What to work on. Reproduce the following data word for word, keeping every line as it is.

* START Listed entries *

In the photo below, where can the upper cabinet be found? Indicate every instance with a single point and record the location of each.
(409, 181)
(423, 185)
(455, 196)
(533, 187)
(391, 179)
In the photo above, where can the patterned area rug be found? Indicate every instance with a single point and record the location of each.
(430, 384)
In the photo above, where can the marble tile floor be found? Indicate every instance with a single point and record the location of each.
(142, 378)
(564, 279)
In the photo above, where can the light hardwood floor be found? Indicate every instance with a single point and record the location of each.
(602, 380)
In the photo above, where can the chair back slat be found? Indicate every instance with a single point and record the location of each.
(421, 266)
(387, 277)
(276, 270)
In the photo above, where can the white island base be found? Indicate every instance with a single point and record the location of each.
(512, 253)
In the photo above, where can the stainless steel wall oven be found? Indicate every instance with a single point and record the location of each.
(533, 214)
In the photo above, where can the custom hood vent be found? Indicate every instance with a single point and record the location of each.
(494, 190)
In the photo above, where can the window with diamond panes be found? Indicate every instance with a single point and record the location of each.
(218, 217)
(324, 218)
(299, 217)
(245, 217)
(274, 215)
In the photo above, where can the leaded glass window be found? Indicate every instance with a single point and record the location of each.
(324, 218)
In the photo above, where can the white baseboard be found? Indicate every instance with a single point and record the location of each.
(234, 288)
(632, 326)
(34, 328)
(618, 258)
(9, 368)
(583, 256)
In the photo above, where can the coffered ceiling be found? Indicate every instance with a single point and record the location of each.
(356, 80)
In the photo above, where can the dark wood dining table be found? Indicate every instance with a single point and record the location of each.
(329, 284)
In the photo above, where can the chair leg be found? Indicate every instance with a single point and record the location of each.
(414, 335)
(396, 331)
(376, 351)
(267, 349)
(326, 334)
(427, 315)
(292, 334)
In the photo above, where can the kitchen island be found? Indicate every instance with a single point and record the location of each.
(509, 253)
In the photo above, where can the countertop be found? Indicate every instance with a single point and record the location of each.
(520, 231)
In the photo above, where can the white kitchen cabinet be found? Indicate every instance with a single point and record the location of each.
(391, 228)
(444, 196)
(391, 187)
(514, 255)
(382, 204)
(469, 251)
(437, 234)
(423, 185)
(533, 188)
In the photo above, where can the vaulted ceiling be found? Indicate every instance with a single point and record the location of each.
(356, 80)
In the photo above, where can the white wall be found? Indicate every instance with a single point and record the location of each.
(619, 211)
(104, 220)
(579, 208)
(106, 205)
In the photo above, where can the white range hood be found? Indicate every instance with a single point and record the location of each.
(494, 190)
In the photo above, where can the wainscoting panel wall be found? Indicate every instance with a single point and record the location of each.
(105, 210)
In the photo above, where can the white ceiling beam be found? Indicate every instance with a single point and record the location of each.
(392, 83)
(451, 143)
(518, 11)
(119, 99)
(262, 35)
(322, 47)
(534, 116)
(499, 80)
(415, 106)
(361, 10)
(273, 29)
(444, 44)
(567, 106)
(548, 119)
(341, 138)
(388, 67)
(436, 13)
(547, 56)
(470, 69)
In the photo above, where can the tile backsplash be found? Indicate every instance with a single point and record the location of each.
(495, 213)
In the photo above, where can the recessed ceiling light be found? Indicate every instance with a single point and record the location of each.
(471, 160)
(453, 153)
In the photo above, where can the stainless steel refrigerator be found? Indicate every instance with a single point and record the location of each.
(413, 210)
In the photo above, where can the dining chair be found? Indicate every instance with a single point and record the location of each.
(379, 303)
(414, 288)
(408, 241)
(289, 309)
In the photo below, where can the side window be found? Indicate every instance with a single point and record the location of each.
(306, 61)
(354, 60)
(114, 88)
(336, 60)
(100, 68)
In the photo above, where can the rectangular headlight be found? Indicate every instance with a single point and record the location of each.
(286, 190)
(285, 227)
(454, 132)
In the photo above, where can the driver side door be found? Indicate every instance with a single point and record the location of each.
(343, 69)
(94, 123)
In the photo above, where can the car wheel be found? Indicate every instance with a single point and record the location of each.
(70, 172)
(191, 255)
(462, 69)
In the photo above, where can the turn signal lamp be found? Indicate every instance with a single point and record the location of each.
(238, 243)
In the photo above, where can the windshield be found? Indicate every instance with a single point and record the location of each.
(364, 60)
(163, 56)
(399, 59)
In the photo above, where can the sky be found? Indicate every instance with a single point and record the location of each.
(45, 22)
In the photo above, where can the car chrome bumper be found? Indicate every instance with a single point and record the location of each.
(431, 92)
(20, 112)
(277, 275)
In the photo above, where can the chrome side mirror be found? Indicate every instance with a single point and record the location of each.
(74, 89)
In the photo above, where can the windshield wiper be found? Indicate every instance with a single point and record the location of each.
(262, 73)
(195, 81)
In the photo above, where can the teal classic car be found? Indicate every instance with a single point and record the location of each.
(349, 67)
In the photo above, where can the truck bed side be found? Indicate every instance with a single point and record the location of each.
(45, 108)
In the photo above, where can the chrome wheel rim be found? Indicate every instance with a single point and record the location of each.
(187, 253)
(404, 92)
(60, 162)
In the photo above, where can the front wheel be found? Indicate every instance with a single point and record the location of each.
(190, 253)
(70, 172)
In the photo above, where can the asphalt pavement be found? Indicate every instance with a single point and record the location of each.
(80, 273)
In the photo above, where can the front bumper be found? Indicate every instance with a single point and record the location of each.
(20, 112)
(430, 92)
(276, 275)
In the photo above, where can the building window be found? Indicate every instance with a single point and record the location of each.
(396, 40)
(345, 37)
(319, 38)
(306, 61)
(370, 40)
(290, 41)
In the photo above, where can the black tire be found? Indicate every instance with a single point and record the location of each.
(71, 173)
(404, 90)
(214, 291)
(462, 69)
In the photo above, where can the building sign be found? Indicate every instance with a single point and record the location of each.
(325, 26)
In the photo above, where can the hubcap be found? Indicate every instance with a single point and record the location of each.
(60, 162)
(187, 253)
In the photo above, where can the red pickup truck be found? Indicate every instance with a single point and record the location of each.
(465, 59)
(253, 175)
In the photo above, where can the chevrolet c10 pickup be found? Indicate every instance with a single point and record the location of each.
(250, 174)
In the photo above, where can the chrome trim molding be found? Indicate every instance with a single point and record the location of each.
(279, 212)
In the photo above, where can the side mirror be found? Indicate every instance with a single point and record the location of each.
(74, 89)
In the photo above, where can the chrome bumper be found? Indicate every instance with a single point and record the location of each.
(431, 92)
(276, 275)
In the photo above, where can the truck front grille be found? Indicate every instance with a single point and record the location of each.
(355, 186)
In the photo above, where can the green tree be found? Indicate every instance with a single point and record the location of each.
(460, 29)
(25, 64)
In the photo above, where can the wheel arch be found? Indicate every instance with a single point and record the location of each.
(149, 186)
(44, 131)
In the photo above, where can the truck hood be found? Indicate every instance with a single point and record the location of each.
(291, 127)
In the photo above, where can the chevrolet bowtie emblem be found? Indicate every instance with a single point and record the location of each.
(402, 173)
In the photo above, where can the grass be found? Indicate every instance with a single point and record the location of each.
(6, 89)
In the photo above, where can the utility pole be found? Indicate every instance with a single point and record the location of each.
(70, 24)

* END Listed entries *

Completed exercise.
In the photo below, where can the upper cabinet be found? Indicate every instance with a single point and record the location of each.
(409, 181)
(423, 185)
(455, 196)
(533, 187)
(391, 179)
In the photo above, where can the patterned area rug be found? Indicate every instance with a single point and record the location of each.
(430, 384)
In the photo above, where can the marble tile floor be found? Indicate every instance with a single point and record the location of each.
(142, 378)
(564, 279)
In the photo above, where can the light hardwood floor be found? Indicate every instance with a single point and record the location of each.
(602, 380)
In the photo above, where can the chair back slat be found? Indicate every instance with a single point and record the location of each.
(421, 266)
(387, 277)
(276, 270)
In the photo above, where can the white island base be found? Indicate every instance with a single point and record the location of each.
(512, 253)
In the photo above, where can the stainless steel wall oven be found? Indicate every instance with a single point and record the location of each.
(533, 214)
In the photo above, where can the custom hood vent be found? Indicate every instance with a single point and record the location of each.
(494, 190)
In the photo above, where can the window with diamond panes be found? Indicate every instance with a single point and record the location of each.
(218, 217)
(324, 218)
(299, 217)
(245, 217)
(274, 215)
In the photo above, where can the leaded glass window be found? Indicate every instance with a single point and record the location of each.
(324, 218)
In the photo above, where can the white baseboard be found? Indicate every instance with a single point and record the location of each.
(234, 288)
(632, 326)
(34, 328)
(618, 258)
(9, 368)
(583, 256)
In the photo above, where can the coffered ceiling be found? Indicate every instance with a single point and record the location of each.
(356, 80)
In the photo above, where can the dark wood dining table be found? Indicate every instance with a single point and record the location of each.
(329, 284)
In the photo above, where can the chair leg be found? Indicate every instance with a single point and record the location of each.
(414, 335)
(396, 331)
(376, 351)
(267, 349)
(326, 334)
(427, 315)
(292, 334)
In the photo above, where can the kitchen island be found? Indicate every instance with a single point and record the location of each.
(509, 253)
In the photo above, where can the countertop be found? Indicate every instance with a single point and record the location of each.
(520, 231)
In the photo above, where can the white kitchen cabinet be found? Indicate every instance with a single point and record the location of each.
(391, 228)
(444, 196)
(391, 187)
(514, 255)
(382, 204)
(469, 251)
(437, 234)
(423, 185)
(533, 188)
In the photo above, where can the vaulted ceiling be found? Indicate every instance with a single point and record the location of each.
(356, 80)
In the photo above, where can the white wall be found? Indicate every instance with a single point and record the location of each.
(619, 211)
(104, 220)
(579, 208)
(106, 205)
In the photo above, where can the white range hood be found? Indicate every instance with a single point and record the location of each.
(494, 190)
In the photo above, where can the wainscoting panel wall be found? Indicate every instance with a single point and record the location of each.
(105, 210)
In the photo above, where can the white ceiling beam be found? Indicate every instance with a single point and record the location of each.
(392, 83)
(451, 143)
(518, 11)
(119, 99)
(262, 35)
(322, 47)
(534, 116)
(499, 80)
(415, 106)
(361, 10)
(273, 29)
(444, 44)
(567, 106)
(548, 119)
(341, 138)
(388, 67)
(436, 13)
(547, 56)
(470, 69)
In the photo above, where can the tile backsplash be found? Indicate every instance with a single point and record the location of each.
(495, 213)
In the photo above, where can the recessed ceiling light be found? Indicate every instance with a single point and record the location of each.
(471, 160)
(453, 153)
In the photo above, where can the stainless steel refrigerator be found? Indicate every instance with a single point and record the location of each.
(413, 210)
In the photo above, where can the dining chair be found? Indicate every instance with a single point and record the location of each.
(379, 303)
(414, 288)
(408, 241)
(289, 309)
In the photo below, where can the side window be found? Indicate every instance with a single point and record the location of each.
(306, 61)
(354, 60)
(114, 88)
(336, 60)
(100, 68)
In the photo above, where can the rectangular headlight be found? Indicate every instance with a single point and record the location of each.
(286, 190)
(285, 227)
(454, 132)
In the photo above, where can the driver side door be found? Indicate every instance with a single point and record the location of each.
(343, 69)
(94, 123)
In the photo above, where can the car wheel be found? Indicate every instance with a single point and record the location of each.
(70, 172)
(191, 255)
(462, 69)
In the photo above, where can the turn signal lamp be found? Indicate every instance with a single point and record the location of each.
(238, 243)
In the photo above, where can the windshield be found? Indicate every instance with a single point and record the location of each.
(364, 60)
(163, 56)
(399, 59)
In the photo above, where can the sky be found? Indicate every instance with a single point and record the location of each.
(45, 22)
In the photo above, where can the car chrome bumper be found? Indicate every instance with a single point and record the location of each.
(431, 92)
(20, 112)
(277, 275)
In the photo above, where can the chrome side mirror be found? Indicate every instance with a single point and record the location of each.
(74, 89)
In the photo above, where can the windshield wiper be found? Indicate every instance with a single point and record the location of each.
(262, 73)
(195, 81)
In the photo above, where can the teal classic car be found? Indicate every instance with a single point and record the location of each.
(349, 67)
In the photo above, where can the truck bed side be found? Indicate every instance with a single point and record the location of each.
(45, 108)
In the photo above, where can the chrome wheel rim be found? Indicate every instance with a single point and record the location of each.
(187, 253)
(404, 92)
(60, 162)
In the photo above, where can the front wheel be found? Indicate every instance with a single point and record the location of each.
(190, 253)
(70, 172)
In the photo above, where can the asphalt pavement be found? Indicate every instance with a single point and record the location of each.
(80, 273)
In the photo above, where can the front bumper be found? Indicate every instance with a single point and record the location of each.
(20, 112)
(430, 92)
(276, 275)
In the photo above, where can the building window be found? Indicate every instance with a single point and record the location of each.
(396, 40)
(345, 37)
(319, 38)
(306, 61)
(370, 40)
(290, 41)
In the photo above, where can the black tire be found? Indicate every instance with a single point and record the location of each.
(71, 173)
(404, 90)
(214, 291)
(462, 69)
In the photo above, where can the building sign be found? Indicate every instance with a single point and record the location of each.
(325, 26)
In the photo above, where can the hubcap be found? Indicate every instance with a single point and record the location of each.
(60, 162)
(187, 253)
In the photo above, where can the red pickup truck be found? Indicate every instance with a single point and record the location of each.
(465, 59)
(253, 175)
In the photo above, where can the chevrolet c10 pickup be found? Indicate every instance with a single point and record the location of each.
(250, 174)
In the photo above, where can the chrome trim molding be found? Indicate every instance with a single point and record the location of each.
(279, 212)
In the photo above, where can the side mirror be found? Indicate every instance with a single point and record the location of each.
(74, 89)
In the photo above, where can the chrome bumper be found? Indicate every instance with a single point and record the location of each.
(431, 92)
(276, 275)
In the photo above, where can the truck front grille be found? Indicate every instance with a single point and record the location of each.
(355, 186)
In the photo above, where can the green tree be found? Indicate every instance with a single point and record the location of each.
(460, 29)
(25, 64)
In the photo above, where can the wheel arch be found? Indicate every instance with a single point and record the location of each.
(149, 186)
(44, 131)
In the photo above, where can the truck hood be found? Indicate every instance with a single point and record the location of each.
(291, 127)
In the photo above, where can the chevrolet bowtie emblem be found? Indicate every instance with a single point and record the location of each.
(402, 173)
In the photo above, where can the grass be found? Indicate every instance with a single point and record the location of each.
(6, 89)
In the photo above, where can the utility pole be found? Indicate every instance with a single point and record the location of each.
(70, 24)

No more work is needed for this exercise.